BEGIN Supplied data

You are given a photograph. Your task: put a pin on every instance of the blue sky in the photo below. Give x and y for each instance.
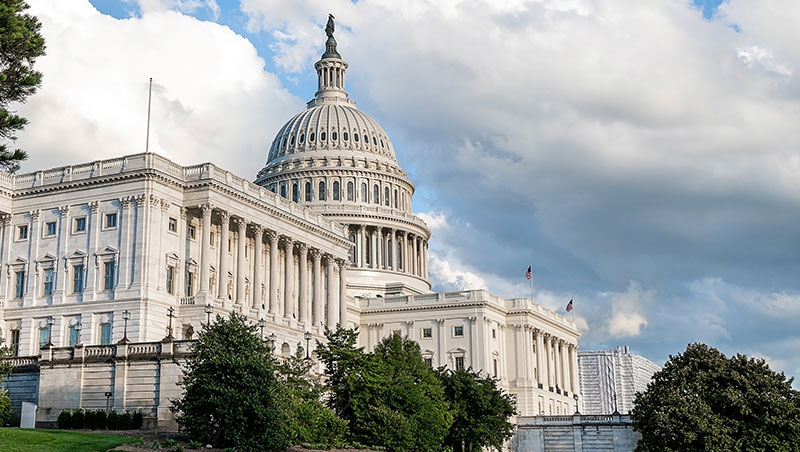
(643, 155)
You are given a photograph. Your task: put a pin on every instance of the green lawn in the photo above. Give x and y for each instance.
(26, 440)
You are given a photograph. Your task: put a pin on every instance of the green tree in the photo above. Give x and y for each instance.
(704, 401)
(6, 410)
(233, 396)
(481, 411)
(20, 45)
(310, 422)
(389, 397)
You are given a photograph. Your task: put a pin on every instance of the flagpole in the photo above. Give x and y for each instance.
(149, 97)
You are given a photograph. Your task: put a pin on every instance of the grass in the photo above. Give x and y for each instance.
(27, 440)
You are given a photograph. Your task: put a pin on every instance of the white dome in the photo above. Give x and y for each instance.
(331, 127)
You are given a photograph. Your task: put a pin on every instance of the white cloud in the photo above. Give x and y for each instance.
(212, 98)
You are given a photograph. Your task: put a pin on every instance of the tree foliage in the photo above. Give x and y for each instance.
(703, 401)
(389, 397)
(481, 411)
(310, 422)
(233, 396)
(20, 44)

END Supplied data

# [Aim of the exercise]
What you give back should be the full material above, retyped exactly, with every image removed.

# [Reply]
You are given a photograph. Your task: put a pin on every instance of the blue sky in the photo below. Give x and y for each instance.
(643, 155)
You are given a photograph. Your task: put a pin on every instance of the green lawn in the photo above. Give x and y for each instance.
(26, 440)
You are given a photograph. Your task: put a pin on every instance of the green tree in the photo above. Give x and y for each instance.
(704, 401)
(6, 410)
(233, 396)
(481, 411)
(20, 45)
(310, 422)
(389, 397)
You are given a photograph. Your task: put a pin on every instance of the flagpole in the photo above. Give x and y for each instance.
(149, 97)
You are given a photograph. Your task: put a pin on every instance of the grass in the photo above. Give x and y for each instance.
(27, 440)
You are given a photograph. Your task: put a pin on every instance of the white dome in the photo above. Give x and y for each instance.
(331, 127)
You are given a photograph. Your task: put a pin on every instance of the white cloud in the photo above. Give x and y for each instance.
(212, 98)
You are given a photograph. Your task: put a pin on every instance of the tree foliage in the photo above. Give x and y for each instance.
(703, 401)
(389, 397)
(481, 411)
(310, 422)
(233, 396)
(20, 44)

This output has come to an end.